[PROVIDED INFORMATION]
● ● ● ● ● ● ●

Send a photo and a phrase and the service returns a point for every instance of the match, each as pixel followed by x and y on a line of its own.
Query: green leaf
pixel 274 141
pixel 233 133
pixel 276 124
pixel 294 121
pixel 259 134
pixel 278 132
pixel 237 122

● ● ● ● ● ● ●

[YOUR GOAL] In the material above, change "service" to "endpoint" and reproduce every line with nothing else altered.

[THE ANSWER]
Send a photo and a phrase and the endpoint returns a point for every instance of the match, each as pixel followed by x and y on a line of its own.
Query: green leaf
pixel 274 141
pixel 233 133
pixel 276 124
pixel 294 121
pixel 259 134
pixel 278 132
pixel 237 122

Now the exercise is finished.